▶ _TEXT PROVIDED_
☆ ☆ ☆ ☆

What to do as a first-time landlord

Wednesday September 4 2019

Before you let a tenant in, do background check

Before you let a tenant in, do background check on them to avoid problems in future. Photo by Shabibah Nakirigya 

By Beatrice Nakibuuka

Being a new landlord and managing property for the first time can be overwhelming. Many new landlords make errors that make them incur losses and hate the property management business. There are some tips you can employ to ensure your first property management project is successful.

Rent must be priority
According to Noah Kiganda Ssonko, the managing director Ecoland property services, rent is your major source of revenue therefore, be willing to aggressively pursue payments and have late charges for delayed ones unless there is a genuine reason.
Have the tenants vacate the house for newer ones that are able to pay on time. Most times it is hard to have long time defaulters pay as their debt keeps accumulating the longer they stay in your property.
Kiganda says: “If a tenant stops paying rent and ignores your calls, then you need to start the eviction proceedings or you will find that the tenant is not paying for a long period of time thereby making you incur losses.”

Keep records
Failing to keep records of revenue and expenditure is one of the greatest mistake any landlord can make. Without such information, there is no way you can know if your property is making profits or not. Some tenants may actually take advantage of you and probably not pay on time because you do not have the records.

☆ ☆ ☆ ☆

(Location identification listing)
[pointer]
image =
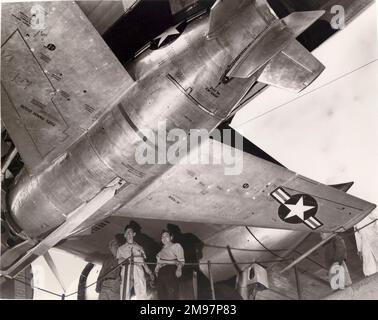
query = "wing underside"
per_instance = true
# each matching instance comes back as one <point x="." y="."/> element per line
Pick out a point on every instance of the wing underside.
<point x="251" y="191"/>
<point x="52" y="89"/>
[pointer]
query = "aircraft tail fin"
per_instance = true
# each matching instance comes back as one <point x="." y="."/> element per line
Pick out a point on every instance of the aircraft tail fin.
<point x="294" y="68"/>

☆ ☆ ☆ ☆

▶ _TASKS TO PERFORM_
#1 Reproduce the full article on first-time landlords without any alteration.
#2 Edit the location identification listing above by substituting "Mark" for every occurrence of "Pick out", and present it again with nothing else changed. Omit the pictures from your answer.

▶ _ANSWERS FOR THE EXERCISE_
#1
What to do as a first-time landlord

Wednesday September 4 2019

Before you let a tenant in, do background check

Before you let a tenant in, do background check on them to avoid problems in future. Photo by Shabibah Nakirigya 

By Beatrice Nakibuuka

Being a new landlord and managing property for the first time can be overwhelming. Many new landlords make errors that make them incur losses and hate the property management business. There are some tips you can employ to ensure your first property management project is successful.

Rent must be priority
According to Noah Kiganda Ssonko, the managing director Ecoland property services, rent is your major source of revenue therefore, be willing to aggressively pursue payments and have late charges for delayed ones unless there is a genuine reason.
Have the tenants vacate the house for newer ones that are able to pay on time. Most times it is hard to have long time defaulters pay as their debt keeps accumulating the longer they stay in your property.
Kiganda says: “If a tenant stops paying rent and ignores your calls, then you need to start the eviction proceedings or you will find that the tenant is not paying for a long period of time thereby making you incur losses.”

Keep records
Failing to keep records of revenue and expenditure is one of the greatest mistake any landlord can make. Without such information, there is no way you can know if your property is making profits or not. Some tenants may actually take advantage of you and probably not pay on time because you do not have the records.

#2
[pointer]
image =
query = "wing underside"
per_instance = true
# each matching instance comes back as one <point x="." y="."/> element per line
Mark a point on every instance of the wing underside.
<point x="251" y="191"/>
<point x="52" y="89"/>
[pointer]
query = "aircraft tail fin"
per_instance = true
# each matching instance comes back as one <point x="." y="."/> element per line
Mark a point on every instance of the aircraft tail fin.
<point x="294" y="68"/>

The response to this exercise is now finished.